### TASK:
After locating the line that holds "Query: green bench leg", output it and all following lines word for word, stopping only at the end of the data.

### EXCERPTED DATA:
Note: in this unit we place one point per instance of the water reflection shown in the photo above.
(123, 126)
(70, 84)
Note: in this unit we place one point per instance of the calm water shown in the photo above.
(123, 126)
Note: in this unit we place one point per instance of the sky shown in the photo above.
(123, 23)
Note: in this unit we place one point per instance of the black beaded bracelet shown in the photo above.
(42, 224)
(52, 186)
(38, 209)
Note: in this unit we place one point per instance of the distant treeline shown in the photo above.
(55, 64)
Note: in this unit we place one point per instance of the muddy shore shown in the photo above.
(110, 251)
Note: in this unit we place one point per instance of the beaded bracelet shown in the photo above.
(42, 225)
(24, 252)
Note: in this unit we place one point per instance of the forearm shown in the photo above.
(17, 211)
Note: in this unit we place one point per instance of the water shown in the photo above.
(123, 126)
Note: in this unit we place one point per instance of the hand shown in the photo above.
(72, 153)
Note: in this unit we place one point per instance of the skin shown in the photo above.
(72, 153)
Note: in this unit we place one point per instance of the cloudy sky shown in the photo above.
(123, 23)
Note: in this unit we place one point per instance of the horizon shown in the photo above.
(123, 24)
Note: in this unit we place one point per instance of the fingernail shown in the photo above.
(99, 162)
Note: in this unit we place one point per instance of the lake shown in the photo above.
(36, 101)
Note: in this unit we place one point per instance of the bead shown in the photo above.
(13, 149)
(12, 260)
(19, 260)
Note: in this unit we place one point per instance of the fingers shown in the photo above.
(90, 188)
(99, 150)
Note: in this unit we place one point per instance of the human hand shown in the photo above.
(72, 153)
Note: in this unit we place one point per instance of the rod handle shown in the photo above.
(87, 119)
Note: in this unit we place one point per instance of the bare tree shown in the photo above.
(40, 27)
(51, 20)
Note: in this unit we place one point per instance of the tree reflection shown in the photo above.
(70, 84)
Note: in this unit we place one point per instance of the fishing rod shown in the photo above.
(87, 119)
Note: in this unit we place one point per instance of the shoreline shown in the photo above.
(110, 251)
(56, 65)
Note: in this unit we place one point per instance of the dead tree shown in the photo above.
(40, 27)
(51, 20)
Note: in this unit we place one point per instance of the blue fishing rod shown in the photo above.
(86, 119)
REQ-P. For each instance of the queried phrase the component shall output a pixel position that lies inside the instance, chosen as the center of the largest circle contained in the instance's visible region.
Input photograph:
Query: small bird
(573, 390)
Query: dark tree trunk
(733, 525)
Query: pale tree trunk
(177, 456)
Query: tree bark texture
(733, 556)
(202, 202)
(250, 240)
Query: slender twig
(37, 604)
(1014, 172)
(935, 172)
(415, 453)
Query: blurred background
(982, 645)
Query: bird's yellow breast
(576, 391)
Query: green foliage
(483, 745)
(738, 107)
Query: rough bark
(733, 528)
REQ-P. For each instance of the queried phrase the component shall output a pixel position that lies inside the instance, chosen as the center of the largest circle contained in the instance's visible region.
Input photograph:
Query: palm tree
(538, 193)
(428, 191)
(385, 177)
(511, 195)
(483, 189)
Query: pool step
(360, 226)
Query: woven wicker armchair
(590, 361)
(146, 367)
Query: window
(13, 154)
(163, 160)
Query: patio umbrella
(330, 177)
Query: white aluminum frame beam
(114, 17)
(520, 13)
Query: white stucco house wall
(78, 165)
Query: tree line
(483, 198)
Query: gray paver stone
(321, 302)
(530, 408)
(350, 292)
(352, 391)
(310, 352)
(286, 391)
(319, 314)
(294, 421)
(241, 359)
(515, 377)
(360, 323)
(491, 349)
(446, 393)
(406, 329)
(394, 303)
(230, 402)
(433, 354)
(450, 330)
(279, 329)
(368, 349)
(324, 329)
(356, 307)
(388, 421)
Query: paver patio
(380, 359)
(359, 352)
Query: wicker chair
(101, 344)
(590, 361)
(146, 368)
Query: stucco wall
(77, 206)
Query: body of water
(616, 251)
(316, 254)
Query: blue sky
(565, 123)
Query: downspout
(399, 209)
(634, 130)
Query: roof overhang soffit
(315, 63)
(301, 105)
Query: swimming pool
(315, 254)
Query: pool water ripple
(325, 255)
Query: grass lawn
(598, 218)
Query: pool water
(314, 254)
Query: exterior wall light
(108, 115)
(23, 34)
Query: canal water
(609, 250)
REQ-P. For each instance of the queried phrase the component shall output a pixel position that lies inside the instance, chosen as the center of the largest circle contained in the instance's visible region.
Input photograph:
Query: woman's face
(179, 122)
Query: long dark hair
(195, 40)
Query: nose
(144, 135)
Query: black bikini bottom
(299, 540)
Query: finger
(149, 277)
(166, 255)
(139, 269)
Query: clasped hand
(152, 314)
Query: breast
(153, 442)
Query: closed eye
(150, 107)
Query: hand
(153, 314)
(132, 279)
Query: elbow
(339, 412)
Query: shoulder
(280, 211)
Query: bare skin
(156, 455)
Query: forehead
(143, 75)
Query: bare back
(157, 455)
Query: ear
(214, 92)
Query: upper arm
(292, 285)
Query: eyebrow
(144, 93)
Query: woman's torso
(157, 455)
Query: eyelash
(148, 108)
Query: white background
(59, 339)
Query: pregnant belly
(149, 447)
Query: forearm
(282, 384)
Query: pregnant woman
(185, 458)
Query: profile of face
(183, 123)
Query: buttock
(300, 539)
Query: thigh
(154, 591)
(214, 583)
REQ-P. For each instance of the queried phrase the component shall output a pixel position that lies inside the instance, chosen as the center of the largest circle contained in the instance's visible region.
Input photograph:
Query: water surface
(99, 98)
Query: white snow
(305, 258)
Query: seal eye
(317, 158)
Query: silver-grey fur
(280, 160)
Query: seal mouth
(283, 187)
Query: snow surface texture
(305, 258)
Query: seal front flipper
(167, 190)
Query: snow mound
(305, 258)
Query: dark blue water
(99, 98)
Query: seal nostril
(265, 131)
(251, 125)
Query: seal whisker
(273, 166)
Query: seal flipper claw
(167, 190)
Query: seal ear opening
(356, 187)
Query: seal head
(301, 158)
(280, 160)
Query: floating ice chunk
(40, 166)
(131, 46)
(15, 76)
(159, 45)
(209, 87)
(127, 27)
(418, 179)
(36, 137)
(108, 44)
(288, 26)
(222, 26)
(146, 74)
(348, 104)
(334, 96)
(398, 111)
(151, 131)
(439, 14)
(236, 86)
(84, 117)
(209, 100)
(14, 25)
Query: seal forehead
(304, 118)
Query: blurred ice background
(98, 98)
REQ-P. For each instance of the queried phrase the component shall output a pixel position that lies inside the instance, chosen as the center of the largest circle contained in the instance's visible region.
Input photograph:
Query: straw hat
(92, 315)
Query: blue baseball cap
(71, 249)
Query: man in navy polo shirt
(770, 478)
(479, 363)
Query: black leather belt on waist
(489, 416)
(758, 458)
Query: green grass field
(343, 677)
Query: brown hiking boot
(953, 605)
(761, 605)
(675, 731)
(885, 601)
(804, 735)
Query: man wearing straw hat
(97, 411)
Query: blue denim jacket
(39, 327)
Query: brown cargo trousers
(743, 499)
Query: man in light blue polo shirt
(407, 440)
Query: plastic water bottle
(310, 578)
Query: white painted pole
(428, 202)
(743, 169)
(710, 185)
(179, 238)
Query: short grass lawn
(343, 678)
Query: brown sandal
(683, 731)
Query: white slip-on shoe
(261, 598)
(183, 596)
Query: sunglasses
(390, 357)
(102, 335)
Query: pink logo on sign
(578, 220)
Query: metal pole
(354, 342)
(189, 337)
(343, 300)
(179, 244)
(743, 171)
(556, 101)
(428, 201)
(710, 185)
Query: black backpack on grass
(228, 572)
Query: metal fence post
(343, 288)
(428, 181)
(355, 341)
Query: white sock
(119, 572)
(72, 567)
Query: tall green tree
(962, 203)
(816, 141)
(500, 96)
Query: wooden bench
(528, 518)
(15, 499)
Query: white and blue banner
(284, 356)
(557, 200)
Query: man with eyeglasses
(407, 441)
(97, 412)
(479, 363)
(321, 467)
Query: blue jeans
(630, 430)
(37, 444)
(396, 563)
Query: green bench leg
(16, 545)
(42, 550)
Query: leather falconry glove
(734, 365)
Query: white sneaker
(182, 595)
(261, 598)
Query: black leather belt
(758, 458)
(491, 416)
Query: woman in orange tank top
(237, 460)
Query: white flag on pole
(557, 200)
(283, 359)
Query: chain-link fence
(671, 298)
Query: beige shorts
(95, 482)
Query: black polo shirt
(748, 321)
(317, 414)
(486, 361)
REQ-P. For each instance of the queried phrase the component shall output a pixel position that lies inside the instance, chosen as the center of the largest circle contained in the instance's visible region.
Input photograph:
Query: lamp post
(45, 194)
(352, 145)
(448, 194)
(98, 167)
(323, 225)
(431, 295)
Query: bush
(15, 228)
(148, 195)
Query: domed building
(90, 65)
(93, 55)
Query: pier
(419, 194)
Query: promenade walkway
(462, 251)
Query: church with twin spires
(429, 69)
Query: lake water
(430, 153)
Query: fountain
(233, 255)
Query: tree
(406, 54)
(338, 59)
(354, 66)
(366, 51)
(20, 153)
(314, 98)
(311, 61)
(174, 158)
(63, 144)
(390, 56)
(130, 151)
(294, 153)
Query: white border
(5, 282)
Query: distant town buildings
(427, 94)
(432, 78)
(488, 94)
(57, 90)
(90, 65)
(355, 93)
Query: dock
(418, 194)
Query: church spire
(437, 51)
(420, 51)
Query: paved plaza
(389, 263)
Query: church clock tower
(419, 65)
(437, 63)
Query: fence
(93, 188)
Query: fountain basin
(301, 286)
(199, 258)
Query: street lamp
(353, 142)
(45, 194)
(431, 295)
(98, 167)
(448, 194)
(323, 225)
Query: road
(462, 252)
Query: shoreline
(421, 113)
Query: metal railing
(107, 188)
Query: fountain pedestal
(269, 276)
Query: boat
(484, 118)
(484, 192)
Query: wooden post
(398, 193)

### RESPONSE AREA:
Query: green bench leg
(16, 545)
(42, 550)
Query: leather falconry glove
(734, 365)
Query: white sneaker
(182, 595)
(261, 598)
Query: black leather belt
(758, 458)
(491, 416)
Query: woman in orange tank top
(237, 460)
Query: white flag on pole
(557, 200)
(283, 359)
Query: chain-link fence
(671, 298)
Query: beige shorts
(95, 482)
Query: black polo shirt
(748, 321)
(317, 414)
(486, 361)
REQ-P. For each instance of the queried phrase the component shall output a pixel position that lies inside the instance, chosen as the center of the largest circle contained in the instance's visible region.
Input photograph:
Query: lamp post
(45, 194)
(352, 145)
(448, 194)
(98, 167)
(323, 225)
(431, 295)
Query: bush
(15, 228)
(148, 195)
Query: domed building
(90, 65)
(93, 55)
Query: pier
(419, 194)
Query: promenade walkway
(462, 251)
Query: church with twin spires
(429, 69)
Query: lake water
(430, 153)
Query: fountain
(233, 255)
Query: tree
(406, 54)
(338, 59)
(354, 66)
(366, 51)
(20, 153)
(314, 98)
(311, 61)
(174, 158)
(63, 144)
(390, 56)
(130, 151)
(294, 153)
Query: white border
(5, 282)
Query: distant town buildings
(427, 94)
(432, 78)
(488, 94)
(57, 90)
(90, 65)
(355, 93)
Query: dock
(418, 194)
Query: church spire
(437, 51)
(420, 51)
Query: paved plaza
(389, 263)
Query: church clock tower
(419, 65)
(437, 63)
Query: fence
(93, 188)
Query: fountain basin
(301, 286)
(199, 258)
Query: street lamp
(353, 142)
(45, 194)
(431, 295)
(98, 167)
(448, 194)
(323, 225)
Query: road
(462, 252)
Query: shoreline
(421, 113)
Query: metal railing
(107, 188)
Query: fountain pedestal
(269, 276)
Query: boat
(484, 118)
(484, 192)
Query: wooden post
(398, 193)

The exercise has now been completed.